Nowadays when carmakers fail, it’s much more subtle, a matter of the men who predominate in most companies failing to anticipate the needs of female consumers.

A story from Automotive News chronicles how, about 10 years ago, GM had 100 of its male employees attempt to get into a full-sized SUV while wearing heels, fake nails, and plastic bag skirts, and carrying handbags and babies. Upon reaching the driver’s seat, one engineer had a revelation that has occurred to virtually every woman: “I thought, ‘Well, shoot, I would want my handbag at arm’s reach’.”

He wound up designing a console to store it.

But sometimes, the disconnect is more serious. Marketers I spoke to mentioned high-up boots that make it difficult for women to hoist heavy luggage, and non-adjustable pedals, which force shorter women (and men) to crunch up close to steering wheels and potentially explosive airbags. In 2011 researchers at the University of Virginia found that women drivers are 47 percent more likely to be seriously injured in crashes, in great part because cars are designed to protect men’s larger bodies.

> **REQUIRED TASKS**
(a) In the passage on car design, what did University of Virginia researchers find in 2011 about women drivers?
(b) Repeat the passage on car design word for word, from "Nowadays when carmakers" up to and including "to store it.".

> **SOURCE DATA**
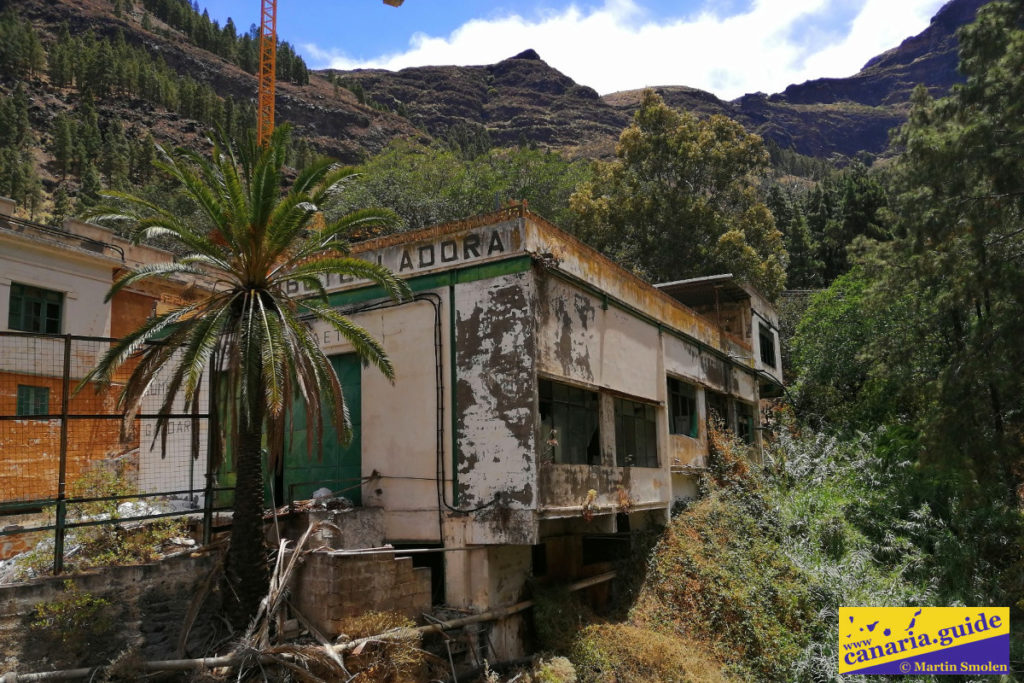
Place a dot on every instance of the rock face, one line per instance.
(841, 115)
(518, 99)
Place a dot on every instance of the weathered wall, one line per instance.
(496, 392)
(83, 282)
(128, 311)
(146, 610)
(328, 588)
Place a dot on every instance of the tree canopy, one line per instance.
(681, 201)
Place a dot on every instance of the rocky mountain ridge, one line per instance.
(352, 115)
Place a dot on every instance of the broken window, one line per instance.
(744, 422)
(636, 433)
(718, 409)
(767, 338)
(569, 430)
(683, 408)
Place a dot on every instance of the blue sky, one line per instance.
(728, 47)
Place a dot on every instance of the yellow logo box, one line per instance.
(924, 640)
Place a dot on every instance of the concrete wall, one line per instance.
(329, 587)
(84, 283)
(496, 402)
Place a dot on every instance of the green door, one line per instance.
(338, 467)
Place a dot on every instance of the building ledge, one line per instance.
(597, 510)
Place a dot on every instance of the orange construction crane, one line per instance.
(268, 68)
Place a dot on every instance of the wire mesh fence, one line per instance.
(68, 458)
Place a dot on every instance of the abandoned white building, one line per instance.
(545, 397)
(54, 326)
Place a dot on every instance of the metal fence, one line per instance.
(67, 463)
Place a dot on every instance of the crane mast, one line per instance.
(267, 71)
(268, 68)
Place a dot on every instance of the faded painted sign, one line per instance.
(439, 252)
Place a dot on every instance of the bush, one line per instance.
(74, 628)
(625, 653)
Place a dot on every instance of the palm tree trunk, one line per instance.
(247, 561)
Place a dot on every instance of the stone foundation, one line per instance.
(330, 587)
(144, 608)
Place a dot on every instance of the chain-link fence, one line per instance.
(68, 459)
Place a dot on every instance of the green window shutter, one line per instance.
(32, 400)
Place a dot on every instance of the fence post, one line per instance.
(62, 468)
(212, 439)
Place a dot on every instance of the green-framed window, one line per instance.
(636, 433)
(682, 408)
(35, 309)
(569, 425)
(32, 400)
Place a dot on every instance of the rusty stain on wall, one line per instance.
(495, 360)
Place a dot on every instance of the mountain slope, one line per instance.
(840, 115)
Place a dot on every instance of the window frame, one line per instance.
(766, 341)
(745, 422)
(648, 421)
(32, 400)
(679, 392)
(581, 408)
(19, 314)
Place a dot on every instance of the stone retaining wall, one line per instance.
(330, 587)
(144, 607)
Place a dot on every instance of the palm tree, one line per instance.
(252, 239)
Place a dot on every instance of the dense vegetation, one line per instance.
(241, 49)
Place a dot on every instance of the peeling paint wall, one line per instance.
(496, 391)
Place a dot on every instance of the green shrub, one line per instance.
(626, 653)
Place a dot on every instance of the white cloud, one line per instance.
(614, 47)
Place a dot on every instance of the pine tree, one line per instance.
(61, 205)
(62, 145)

> **EXERCISE RESULTS**
(a) Women drivers are 47 percent more likely to be seriously injured in crashes.

(b)
Nowadays when carmakers fail, it’s much more subtle, a matter of the men who predominate in most companies failing to anticipate the needs of female consumers.

A story from Automotive News chronicles how, about 10 years ago, GM had 100 of its male employees attempt to get into a full-sized SUV while wearing heels, fake nails, and plastic bag skirts, and carrying handbags and babies. Upon reaching the driver’s seat, one engineer had a revelation that has occurred to virtually every woman: “I thought, ‘Well, shoot, I would want my handbag at arm’s reach’.”

He wound up designing a console to store it.